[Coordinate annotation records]
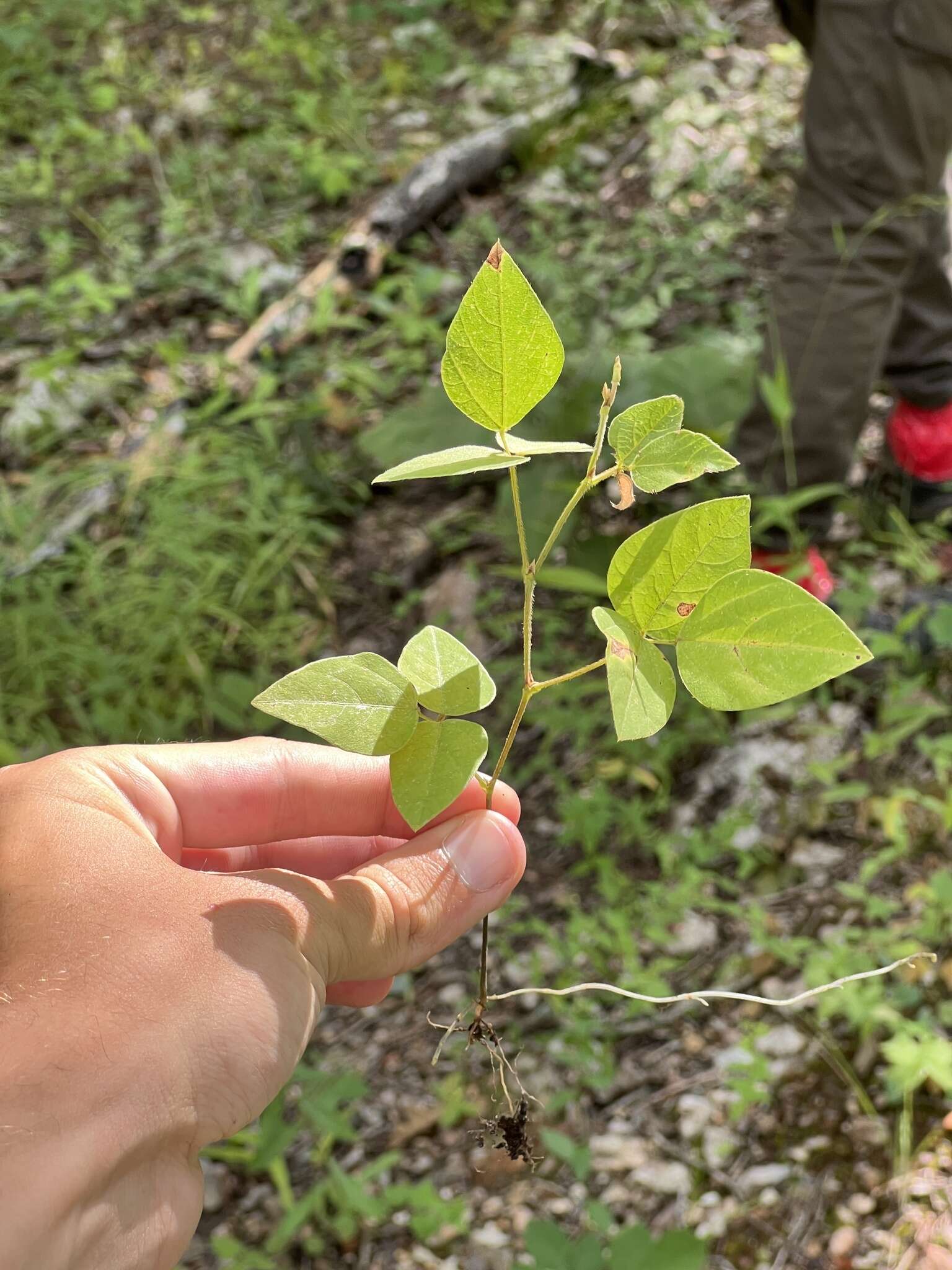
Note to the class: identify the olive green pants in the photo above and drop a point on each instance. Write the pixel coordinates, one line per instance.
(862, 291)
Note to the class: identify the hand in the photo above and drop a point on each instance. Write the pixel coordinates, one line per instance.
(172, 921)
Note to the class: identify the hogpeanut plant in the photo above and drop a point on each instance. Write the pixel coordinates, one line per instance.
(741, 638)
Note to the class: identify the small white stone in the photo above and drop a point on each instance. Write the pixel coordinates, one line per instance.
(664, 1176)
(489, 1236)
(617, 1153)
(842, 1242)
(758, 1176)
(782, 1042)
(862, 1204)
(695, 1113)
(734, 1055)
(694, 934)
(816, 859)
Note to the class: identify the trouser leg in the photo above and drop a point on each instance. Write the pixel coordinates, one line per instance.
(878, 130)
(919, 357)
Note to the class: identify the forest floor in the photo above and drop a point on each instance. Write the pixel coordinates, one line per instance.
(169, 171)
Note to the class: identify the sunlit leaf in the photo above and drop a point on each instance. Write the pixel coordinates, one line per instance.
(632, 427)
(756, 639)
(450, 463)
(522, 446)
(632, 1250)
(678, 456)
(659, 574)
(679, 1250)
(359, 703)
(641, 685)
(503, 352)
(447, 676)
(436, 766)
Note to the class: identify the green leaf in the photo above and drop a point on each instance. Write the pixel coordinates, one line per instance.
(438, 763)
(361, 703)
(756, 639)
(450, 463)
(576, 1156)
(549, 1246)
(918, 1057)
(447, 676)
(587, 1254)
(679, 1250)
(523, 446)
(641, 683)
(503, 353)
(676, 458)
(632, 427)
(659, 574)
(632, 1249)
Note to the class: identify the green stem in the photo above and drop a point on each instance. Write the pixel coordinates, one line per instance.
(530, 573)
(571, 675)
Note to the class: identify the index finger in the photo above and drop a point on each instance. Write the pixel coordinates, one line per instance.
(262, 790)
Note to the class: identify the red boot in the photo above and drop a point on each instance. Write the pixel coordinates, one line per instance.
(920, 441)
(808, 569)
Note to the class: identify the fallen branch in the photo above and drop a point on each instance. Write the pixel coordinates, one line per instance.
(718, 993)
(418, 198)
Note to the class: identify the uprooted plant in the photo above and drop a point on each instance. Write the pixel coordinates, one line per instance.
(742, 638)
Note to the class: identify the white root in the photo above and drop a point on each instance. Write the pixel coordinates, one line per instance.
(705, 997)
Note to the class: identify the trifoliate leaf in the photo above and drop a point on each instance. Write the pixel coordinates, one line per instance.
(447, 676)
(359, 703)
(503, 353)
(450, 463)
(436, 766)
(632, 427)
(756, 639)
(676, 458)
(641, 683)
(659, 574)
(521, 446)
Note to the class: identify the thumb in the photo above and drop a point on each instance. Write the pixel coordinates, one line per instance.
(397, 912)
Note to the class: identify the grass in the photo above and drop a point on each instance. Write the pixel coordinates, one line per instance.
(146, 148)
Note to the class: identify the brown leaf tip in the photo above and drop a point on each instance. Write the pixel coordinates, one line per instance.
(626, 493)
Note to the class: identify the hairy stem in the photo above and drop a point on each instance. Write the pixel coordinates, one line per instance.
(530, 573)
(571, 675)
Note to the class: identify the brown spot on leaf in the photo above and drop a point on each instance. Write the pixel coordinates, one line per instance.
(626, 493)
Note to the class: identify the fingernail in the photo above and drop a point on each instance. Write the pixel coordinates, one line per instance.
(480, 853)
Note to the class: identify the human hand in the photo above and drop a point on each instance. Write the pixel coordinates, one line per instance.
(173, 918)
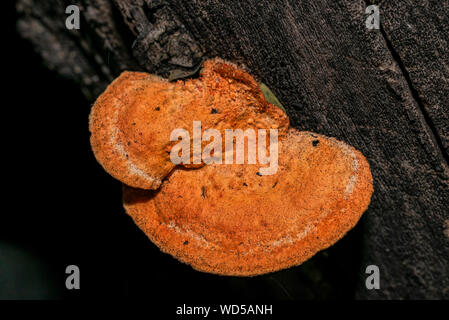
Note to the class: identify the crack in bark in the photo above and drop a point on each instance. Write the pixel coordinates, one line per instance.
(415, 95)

**EXERCISE PROMPT:**
Can you reproduce every row above word for word, leaving out the pictures?

**SOLUTION TO THE PROBLEM:**
Note to the class: identify the olive green pants in the photo above and drop a point on each instance. Write the pixel coordinates, one line per instance.
(862, 291)
Note to the class: identify the hand in the photo above and drop a point on each instance. Write the pixel coordinates, one line per instance.
(172, 921)
Note to the class: identify the hogpeanut plant in the photo above and drop a point on each instance. Write the pixel coordinates, one line per instance.
(741, 638)
Note to the class: identify the small white stone in the photo above and drop a point on each instance. Write the pixel coordinates, one line per instance.
(664, 1176)
(489, 1236)
(617, 1153)
(842, 1242)
(758, 1176)
(782, 1042)
(862, 1204)
(695, 1113)
(734, 1055)
(694, 934)
(816, 859)
Note to the class: identify the trouser leg in the photo above and drop a point on each instance. Write the pixel coordinates, one line per instance.
(878, 130)
(919, 357)
Note to the class: identify the forest floor in the photo above and drop a point on each instance. Write the pixel coordinates, one line per instance.
(169, 171)
Note to the class: identify the sunlit leaf in the photo above and drop a point on each instance. Write the pixel coordinates, one line per instance.
(632, 427)
(756, 639)
(450, 463)
(522, 446)
(632, 1250)
(678, 456)
(659, 574)
(679, 1250)
(359, 703)
(641, 685)
(503, 352)
(447, 676)
(436, 766)
Note to the class: identify the green leaf in the photo above and drop a point on each instance. Write the pixel coordinates, one line per instance.
(438, 763)
(361, 703)
(756, 639)
(450, 463)
(576, 1156)
(549, 1246)
(918, 1057)
(447, 676)
(587, 1254)
(679, 1250)
(523, 446)
(641, 683)
(503, 353)
(676, 458)
(632, 427)
(659, 574)
(632, 1249)
Note to the class: identify the green stem in the photo above and drop a point on each instance. Write the pixel coordinates, one line per instance.
(530, 573)
(571, 675)
Note to the class: identify the index finger in the photo above and drop a point on each instance. Write the pixel coordinates, one line per instance.
(262, 790)
Note to the class: identify the red boot in the photo above and drop a point on each instance. Write the pixel coordinates, one line per instance.
(920, 441)
(808, 569)
Note to the class: identify the fallen branch in the photo above and drop a point on each instance. Write the pixel coordinates, one line per instance.
(718, 993)
(418, 198)
Note to the class: identify the uprooted plant in the photo above and drop a point on each instance. Write the pixel coordinates, one line per instance.
(742, 638)
Note to the class: identify the white root in the photo above and drop a point on each instance. Write the pixel coordinates, one line per instance.
(705, 997)
Note to the class: identify the trifoliate leaf in the photo above and drop a point on each instance. Write the pixel coordinates, one line per instance.
(447, 676)
(359, 703)
(503, 353)
(450, 463)
(436, 766)
(632, 427)
(756, 639)
(676, 458)
(641, 683)
(659, 574)
(521, 446)
Note to the class: identify the thumb in the photo above and drop a point on each instance. Write the pixel coordinates, one line per instance.
(397, 912)
Note to the class: identify the grass in the photo above and drop a point on each instance. Write the pixel coordinates, one line per instance.
(146, 148)
Note to the class: identify the brown leaf tip in the photo above and drop a point on each instance. Write the pixel coordinates, one line per instance.
(626, 493)
Note to the class: identify the hairy stem in the photo above and drop a point on each instance. Write the pixel coordinates, one line per instance.
(530, 573)
(571, 675)
Note to the class: identify the brown spot on leaf in the photo above and drop a point on each instance. Write the pixel coordinates, one line per instance.
(626, 493)
Note to the class: identify the fingernail in the photo above and drop a point on each instance. Write the pixel coordinates, one line per instance.
(480, 853)
Note to the class: identify the human hand in the photo above and drop a point on each instance. Write the pixel coordinates, one line per instance.
(173, 918)
Note to the class: identify the crack in bark in the photo above and drop a point on each instance. Write the pixel coordinates, one line per instance.
(415, 95)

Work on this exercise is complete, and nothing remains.